_Brief_: Write out, precisely and in full, each line of the material.

* begin Raw data *

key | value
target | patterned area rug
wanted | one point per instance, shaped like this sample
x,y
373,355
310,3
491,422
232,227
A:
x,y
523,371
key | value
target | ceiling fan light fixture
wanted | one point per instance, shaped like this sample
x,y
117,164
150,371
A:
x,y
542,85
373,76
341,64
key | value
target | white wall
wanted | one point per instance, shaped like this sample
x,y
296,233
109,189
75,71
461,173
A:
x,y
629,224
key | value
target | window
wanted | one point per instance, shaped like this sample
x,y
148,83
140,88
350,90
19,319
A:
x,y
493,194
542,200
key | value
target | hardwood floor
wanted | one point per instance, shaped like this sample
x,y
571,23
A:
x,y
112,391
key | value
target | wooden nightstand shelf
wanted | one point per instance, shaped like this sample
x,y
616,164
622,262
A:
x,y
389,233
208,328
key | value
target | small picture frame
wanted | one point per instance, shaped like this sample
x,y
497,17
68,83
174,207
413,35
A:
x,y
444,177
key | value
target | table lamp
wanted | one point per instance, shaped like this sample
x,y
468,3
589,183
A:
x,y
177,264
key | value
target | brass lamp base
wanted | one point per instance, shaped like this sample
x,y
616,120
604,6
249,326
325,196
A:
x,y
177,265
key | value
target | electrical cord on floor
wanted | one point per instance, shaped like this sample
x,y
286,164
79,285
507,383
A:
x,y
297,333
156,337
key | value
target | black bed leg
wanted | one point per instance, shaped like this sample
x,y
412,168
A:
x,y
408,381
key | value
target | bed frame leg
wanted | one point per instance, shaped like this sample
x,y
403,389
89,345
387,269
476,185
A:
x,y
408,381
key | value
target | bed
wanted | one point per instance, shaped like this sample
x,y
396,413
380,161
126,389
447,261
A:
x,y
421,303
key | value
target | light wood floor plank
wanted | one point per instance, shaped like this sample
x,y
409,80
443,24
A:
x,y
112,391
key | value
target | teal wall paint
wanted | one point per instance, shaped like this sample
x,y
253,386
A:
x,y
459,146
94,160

* end Raw data *

_Result_:
key | value
target | patterned area rug
wanted | one point per instance, shaped like this sample
x,y
373,355
310,3
491,422
232,227
A:
x,y
523,371
key | value
target | ceiling fan light fixture
wanted | one point per instance, shaped like this sample
x,y
117,164
150,371
A:
x,y
542,85
373,76
341,64
key | value
target | white wall
wanted | one point per instance, shaped like this sample
x,y
296,233
109,189
75,71
461,173
A:
x,y
629,224
key | value
target | window
wanted | one point per instance, shaped like this sample
x,y
148,83
140,88
350,90
19,319
A:
x,y
493,194
542,200
key | value
target | hardwood floor
wanted | one point per instance, shaped like this sample
x,y
571,23
A:
x,y
112,391
key | value
target | wooden nightstand shelf
wanted | one point per instance, shaped like this sample
x,y
616,164
622,262
A:
x,y
389,233
208,328
key | value
target | small picture frame
wanted | one point per instance, shaped like this sample
x,y
497,17
68,83
174,207
413,35
A:
x,y
444,177
key | value
target | table lamp
wanted | one point per instance, shaped like this sample
x,y
468,3
589,183
A:
x,y
177,264
key | value
target | brass lamp base
wanted | one point per instance, shaped like this sample
x,y
616,120
604,6
249,326
325,196
A:
x,y
177,265
key | value
target | electrical cord on floor
wanted | one point per instance, shaped like this sample
x,y
286,164
79,285
507,383
A:
x,y
297,333
156,337
key | value
target | black bed leg
wanted | one point per instance, shaped like this sample
x,y
412,168
A:
x,y
408,381
key | value
target | bed frame leg
wanted | one point per instance, shaped like this sample
x,y
403,389
89,345
387,269
476,185
A:
x,y
408,381
key | value
target | bed
wanted | one point per instance, shaped like this sample
x,y
396,413
380,161
126,389
447,261
A:
x,y
421,303
key | value
target | light wood floor plank
wanted | one point per instance, shaped like this sample
x,y
409,80
443,24
A:
x,y
112,391
key | value
target | teal wall paint
wanted | one point per instance, shaped like this sample
x,y
253,386
A:
x,y
459,146
94,160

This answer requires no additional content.